======== EXTRACTED RECORDS
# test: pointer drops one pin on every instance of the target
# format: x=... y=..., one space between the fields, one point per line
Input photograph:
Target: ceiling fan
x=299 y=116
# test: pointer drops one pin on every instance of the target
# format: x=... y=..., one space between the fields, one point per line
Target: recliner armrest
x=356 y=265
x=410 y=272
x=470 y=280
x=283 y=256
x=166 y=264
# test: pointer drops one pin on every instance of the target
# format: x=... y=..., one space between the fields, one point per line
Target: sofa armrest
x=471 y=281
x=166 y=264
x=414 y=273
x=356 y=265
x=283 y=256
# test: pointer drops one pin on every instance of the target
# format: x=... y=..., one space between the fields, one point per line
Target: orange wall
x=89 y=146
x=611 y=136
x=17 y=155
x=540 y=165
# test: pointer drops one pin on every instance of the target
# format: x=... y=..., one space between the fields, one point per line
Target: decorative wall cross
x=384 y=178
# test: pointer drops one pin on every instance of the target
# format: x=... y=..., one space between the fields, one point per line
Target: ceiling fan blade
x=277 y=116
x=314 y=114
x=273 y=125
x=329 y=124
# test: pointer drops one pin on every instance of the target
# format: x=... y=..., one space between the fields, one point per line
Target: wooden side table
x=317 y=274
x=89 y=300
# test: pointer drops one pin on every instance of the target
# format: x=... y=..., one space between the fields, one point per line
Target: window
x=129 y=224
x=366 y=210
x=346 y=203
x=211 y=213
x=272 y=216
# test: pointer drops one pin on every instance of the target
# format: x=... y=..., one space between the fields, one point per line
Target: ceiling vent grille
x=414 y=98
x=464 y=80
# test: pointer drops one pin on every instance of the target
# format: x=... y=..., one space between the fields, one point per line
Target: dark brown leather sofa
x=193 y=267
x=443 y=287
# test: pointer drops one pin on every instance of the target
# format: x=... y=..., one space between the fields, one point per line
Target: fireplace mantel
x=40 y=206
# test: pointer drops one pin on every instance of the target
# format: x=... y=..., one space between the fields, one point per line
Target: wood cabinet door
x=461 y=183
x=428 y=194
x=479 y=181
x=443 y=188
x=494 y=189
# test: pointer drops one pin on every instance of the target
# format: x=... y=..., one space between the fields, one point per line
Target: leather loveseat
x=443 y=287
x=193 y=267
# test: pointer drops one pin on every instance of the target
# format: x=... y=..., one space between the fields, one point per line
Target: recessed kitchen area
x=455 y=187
================
Switch every "pin" in the records above to "marker", and reproduce all of them with nothing else changed.

EXERCISE SOLUTION:
# test: pointer drops one marker on every instance of the target
# format: x=... y=..., one space between the fields, one point per line
Input photograph:
Target: ceiling fan
x=299 y=116
# test: pointer drops one marker on every instance of the target
# format: x=... y=..., one space between the fields, one point per line
Target: recliner armrest
x=356 y=265
x=410 y=272
x=470 y=280
x=283 y=256
x=166 y=264
# test: pointer drops one marker on every instance of the target
# format: x=... y=..., one space between the fields, one point per line
Target: sofa armrest
x=471 y=281
x=166 y=264
x=414 y=273
x=356 y=265
x=283 y=256
# test: pointer drops one marker on every instance of the target
# format: x=... y=..., one space between the fields, one point per line
Target: orange wall
x=89 y=146
x=611 y=136
x=17 y=155
x=540 y=165
# test: pointer drops one marker on every instance of the target
# format: x=... y=..., one space between the fields, one point per line
Target: decorative wall cross
x=384 y=178
# test: pointer drops one marker on every instance of the target
# format: x=... y=..., one space between the fields, one point per line
Target: ceiling fan blade
x=277 y=116
x=314 y=114
x=273 y=125
x=329 y=124
# test: pointer drops one marker on every instance of the target
# format: x=... y=..., one space between the fields, one point per line
Target: wooden side table
x=317 y=274
x=89 y=300
# test: pointer drops one marker on every instance of the target
# format: x=... y=..., one space between the fields, one point per line
Target: window
x=129 y=224
x=366 y=210
x=346 y=203
x=211 y=213
x=272 y=216
# test: pointer drops one marker on every instance of the target
# format: x=... y=..., one space between the fields, one point per line
Target: ceiling vent grille
x=414 y=98
x=464 y=80
# test: pointer drops one marker on every instance of the target
# format: x=... y=..., one space between the fields, one point per line
Target: dark brown leather sofa
x=193 y=267
x=443 y=287
# test: pointer drops one marker on every instance of the target
# format: x=... y=..., one space between the fields, one point per line
Target: fireplace mantel
x=40 y=206
# test: pointer drops one marker on every instance of the target
# format: x=... y=..., one space between the fields, one point per line
Target: wood cabinet door
x=461 y=183
x=428 y=194
x=479 y=181
x=443 y=188
x=494 y=189
# test: pointer drops one marker on every instance of the target
# format: x=... y=..., one space between the fields, one point per line
Target: leather loveseat
x=443 y=287
x=193 y=267
# test: pointer drops one marker on every instance of the target
# format: x=... y=..., one space between the fields, one point per line
Target: recessed kitchen area
x=455 y=187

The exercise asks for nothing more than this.